ABOUT THIS EXERCISE ->
Retype each entry below exactly as it stands.

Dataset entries
--------------------------------

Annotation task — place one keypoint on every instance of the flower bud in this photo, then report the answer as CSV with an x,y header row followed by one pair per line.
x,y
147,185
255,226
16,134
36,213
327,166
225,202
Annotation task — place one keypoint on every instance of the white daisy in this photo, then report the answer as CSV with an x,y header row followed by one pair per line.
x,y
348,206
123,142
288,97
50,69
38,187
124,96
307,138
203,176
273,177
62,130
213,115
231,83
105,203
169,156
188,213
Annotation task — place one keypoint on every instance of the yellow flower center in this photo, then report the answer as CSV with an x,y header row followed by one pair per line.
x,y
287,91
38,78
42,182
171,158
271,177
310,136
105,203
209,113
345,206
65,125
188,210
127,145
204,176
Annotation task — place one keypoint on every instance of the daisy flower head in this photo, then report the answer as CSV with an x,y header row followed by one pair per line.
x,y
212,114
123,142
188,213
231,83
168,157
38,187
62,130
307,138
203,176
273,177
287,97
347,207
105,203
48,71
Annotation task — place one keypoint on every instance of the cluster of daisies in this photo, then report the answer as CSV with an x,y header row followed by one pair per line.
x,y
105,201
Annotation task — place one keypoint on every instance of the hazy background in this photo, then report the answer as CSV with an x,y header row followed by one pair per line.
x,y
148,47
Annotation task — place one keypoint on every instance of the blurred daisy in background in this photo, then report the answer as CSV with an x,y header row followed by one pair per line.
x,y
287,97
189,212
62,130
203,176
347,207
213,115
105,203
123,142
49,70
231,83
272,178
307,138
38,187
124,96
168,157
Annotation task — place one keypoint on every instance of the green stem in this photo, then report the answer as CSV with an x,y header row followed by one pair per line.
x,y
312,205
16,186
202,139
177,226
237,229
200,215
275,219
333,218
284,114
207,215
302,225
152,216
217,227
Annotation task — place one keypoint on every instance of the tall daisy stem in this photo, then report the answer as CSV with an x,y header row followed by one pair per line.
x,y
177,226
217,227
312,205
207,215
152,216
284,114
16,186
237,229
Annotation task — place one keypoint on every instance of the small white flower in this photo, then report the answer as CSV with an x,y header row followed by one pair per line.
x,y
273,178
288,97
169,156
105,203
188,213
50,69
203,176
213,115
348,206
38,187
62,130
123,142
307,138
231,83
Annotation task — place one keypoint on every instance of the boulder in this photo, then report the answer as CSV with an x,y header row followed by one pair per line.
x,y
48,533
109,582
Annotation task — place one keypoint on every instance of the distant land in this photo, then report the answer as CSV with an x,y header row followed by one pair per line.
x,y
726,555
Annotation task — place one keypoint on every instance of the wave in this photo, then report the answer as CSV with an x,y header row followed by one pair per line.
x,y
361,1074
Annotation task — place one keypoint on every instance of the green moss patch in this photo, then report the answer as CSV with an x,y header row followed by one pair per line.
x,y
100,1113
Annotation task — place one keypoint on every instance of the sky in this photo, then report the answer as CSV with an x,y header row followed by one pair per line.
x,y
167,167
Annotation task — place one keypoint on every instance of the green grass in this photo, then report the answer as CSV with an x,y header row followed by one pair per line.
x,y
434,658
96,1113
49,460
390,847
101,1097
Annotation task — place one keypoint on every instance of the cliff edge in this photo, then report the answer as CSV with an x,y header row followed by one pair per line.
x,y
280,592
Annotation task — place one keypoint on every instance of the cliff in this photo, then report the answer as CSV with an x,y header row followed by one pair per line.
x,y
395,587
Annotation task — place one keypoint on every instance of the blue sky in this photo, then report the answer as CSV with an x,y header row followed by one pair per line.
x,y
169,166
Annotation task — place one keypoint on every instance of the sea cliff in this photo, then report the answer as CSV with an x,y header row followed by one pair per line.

--------------------------------

OUTPUT FOR THIS EXERCISE ->
Annotation task — place one keypoint on every instance of the flower bud in this photo, then report the answer as CSV with an x,y header row followed by one pair per line.
x,y
147,185
255,226
16,134
36,213
327,166
225,202
Annotation task — place one keypoint on every instance of the white daisy in this photo, then report the answer as CSV with an x,y header row followed by one pair per line.
x,y
348,206
123,142
288,97
50,69
38,187
124,96
307,138
203,176
273,177
62,130
213,115
231,83
105,203
169,156
188,213
Annotation task — place one keypoint on every instance of the yellow flower center in this photo, then report the answer as CSV with an x,y header row followed by one pair per line.
x,y
287,91
38,78
42,182
171,158
271,177
310,136
105,203
209,113
345,206
65,125
188,210
127,145
204,176
Annotation task — place one keypoint on every instance of the daisy flower head in this photo, then report the answer as CSV with an x,y header row followed by one pair per line.
x,y
212,114
123,142
188,213
231,83
168,157
38,187
62,130
307,138
203,176
273,177
287,97
347,207
105,203
48,71
Annotation task — place one keypoint on every instance of the cluster of daisies in this photo, then report the answer as CSV with an x,y header row followed by one pair per line.
x,y
105,201
Annotation task — place one keypoint on every instance of the hazy background in this photo, then report the answer as CSV with an x,y header row followed by one pair per line.
x,y
148,47
Annotation task — place one keypoint on every instance of the blurred daisy in background in this photo, then report the answer as CSV with an x,y header row followed by one pair per line.
x,y
287,97
189,212
62,130
203,176
347,207
213,115
105,203
123,142
49,70
231,83
272,178
307,138
38,187
124,96
168,157
Annotation task — place one keypoint on every instance of the green stem in this photo, then report the answer as CSV with an x,y header row followed by one pair per line.
x,y
312,205
16,186
202,139
177,226
237,229
200,215
275,219
333,218
284,114
207,215
302,225
152,216
217,227
Annotation task — place one keypoint on every instance of the tall daisy stem in this photo, then report the answer as CSV with an x,y header row followed by one pair per line.
x,y
177,226
217,227
312,205
207,215
152,216
284,114
16,186
237,229
Annotation task — place one keypoint on every instance of the small white flower in this photo, then report the answer as CSV with an x,y header row followed by one pair per line.
x,y
273,178
288,97
169,156
105,203
188,213
50,69
203,176
213,115
348,206
38,187
62,130
123,142
307,138
231,83
Annotation task — place one keypoint on every instance of the boulder in this photo, then report the answer as CSV with an x,y header row followed by one pair per line.
x,y
48,533
109,582
Annotation task — place one keypoint on every instance of the distant land in this photo, then report the answer as CSV with an x,y header row followed by one pair per line.
x,y
726,555
Annotation task — place one keypoint on every instance of the wave in this photo, then report the answer as CSV with an x,y header row followed by one pair per line.
x,y
361,1074
Annotation task — place one keypoint on every instance of the green moss patch in this photo, then report the answer as CSV with an x,y header row followed by one pair per line.
x,y
100,1113
Annotation task — place one keypoint on every instance of the sky in this photo, then report the answer as CSV with an x,y header row followed by one pair per line.
x,y
167,167
Annotation task — place one keypoint on every instance of the green grass in this photo, then report the answer as CSV with an x,y header row followed by one pair per line.
x,y
434,658
96,1113
49,460
390,847
101,1097
Annotation task — place one keypoint on every instance of the cliff edge in this photo, then report the answer as CSV with an x,y header row followed by one pair per line.
x,y
280,592
Annotation task — place one keypoint on every instance of the cliff in this photo, then report the answer as CSV with an x,y header row followed by one pair per line.
x,y
395,587
Annotation task — place one keypoint on every instance of the blue sky in this photo, then report the answer as CSV with an x,y header row followed by one pair per line.
x,y
169,166
Annotation task — place one keypoint on every instance of the sea cliff in this photo, then report the answer as CSV with an x,y header row followed by one pair per line.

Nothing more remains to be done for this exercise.